● **REQUIRED TASK 1**: Write out the passage on Frank Layden from "Larry saved the" up to and including "president until 1999.".
● **REQUIRED TASK 2**:
Answer these questions using the passage on Frank Layden:
(a) Until what year did Layden stay on as head coach?
(b) Who bought the franchise the year after Layden's quadruple honors?
(c) What song does Frank sing at Bees baseball games?
++++ TEXT PASSAGE ++++
He was under no illusion it was going to be easy. “I remember answering the question when people asked, ‘What do you think about getting the Jazz job?’ and I said, ‘Well, the Lakers didn’t ask me.’ You don’t get good jobs, you get bad jobs, and you gotta make the most of them.
“One thing I never did, and I haven’t shared this with a lot of people, is I never worried about losing my job. That’s No. 1. And I never worried about how much money I made.”
Through the sheer strength of personality he made friends and sold tickets. He gave speeches anywhere and everywhere, with a disarming self-deprecating humor. His weight was a favorite topic and target. “I happen to have an absolutely beautiful body,” he would say, spinning his near 300-pound frame around for his audience, “The only problem is that it’s inside this one.”
A year into the Jazz experiment he added head coach to his GM title. By the fourth year the Jazz were in the playoffs for the first time in their history and Frank was named NBA Coach of the Year and Executive of the Year, in addition to coaching the West team in the 1984 All-Star Game and winning the J. Walter Kennedy Citizenship Award — a single-season quadruple honor feat that will last at least as long as Stockton’s assist record.
The next year, with Battistone out of money and out-of-state buyers expressing interest, local Toyota dealer Larry H. Miller bought the franchise.
Larry saved the Jazz from leaving Utah. Frank was why they were still here.
Layden stayed on as head coach until 1988, after which his No. 1 was the second to be retired by the franchise (Maravich’s 7 was the first). He stayed on as GM and president until 1999.
Evidence of the swath he cut during the Jazz’s first 20 years surrounds him in the condo he shares with Barbara. Behind him are paintings of Stockton and Malone, Jazz icons Layden calls “Ruth and Gehrig, you know what I mean.”
He has stories for every piece of memorabilia — stories full of Layden-esque detail. One of them, about Malone, helps illustrate what Frank Layden meant and means to the Jazz family.
Here’s Frank in his own words:
“We had just lost when what’s his name (that would be Michael Jordan) made the tough shot (to beat the Jazz for the 1998 NBA championship). The following Saturday I’m in bed and I get a phone call. ‘Hey coach, what are you doing, I want you to see my new house.’
“I said ‘Barbara get dressed, we’re going up to Karl’s new house.’ So we get up there and he shows us the pool and the cigar place and the wine thing and another place where he has computers for his kids and all these things that’s wonderful. When we’re done and we’re leaving, I open the door and there’s a car out there with a big bow on it. I said, ‘What’s that?’ He said, ‘Oh, I almost forgot, happy Father’s Day.’”
After a beat, Frank adds, “It was a Toyota. And Barbara’s still driving it.”
As has been the case ever since they moved here, Frank and Barbara are active in the community. They indulge their lifelong love of theater. Frank goes to dozens of Bees baseball games every summer, where he sings “Take Me Out to the Ball Game,” Harry Caray style, every time he’s asked — which is every time he’s there.
As for the Jazz? “We end up going to maybe one game a year,” says Frank. “Somebody will say, ‘Hey, do you want to go to dinner and a game?’ Otherwise we’ll watch it on TV.”
It seems the franchise may have moved on from a man whose name is in the rafters, a man you’d think would be paraded at center court every game. Because the truth is, Frank Layden wouldn’t be here without the Jazz, and the Jazz wouldn’t be here without Frank Layden.
++++ DATA SHOWN ++++
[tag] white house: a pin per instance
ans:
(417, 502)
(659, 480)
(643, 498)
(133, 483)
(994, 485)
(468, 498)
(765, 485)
++++
● **REPLY 1**:
Larry saved the Jazz from leaving Utah. Frank was why they were still here.
Layden stayed on as head coach until 1988, after which his No. 1 was the second to be retired by the franchise (Maravich’s 7 was the first). He stayed on as GM and president until 1999.

● **REPLY 2**:
(a) 1988
(b) Larry H. Miller, a local Toyota dealer
(c) "Take Me Out to the Ball Game"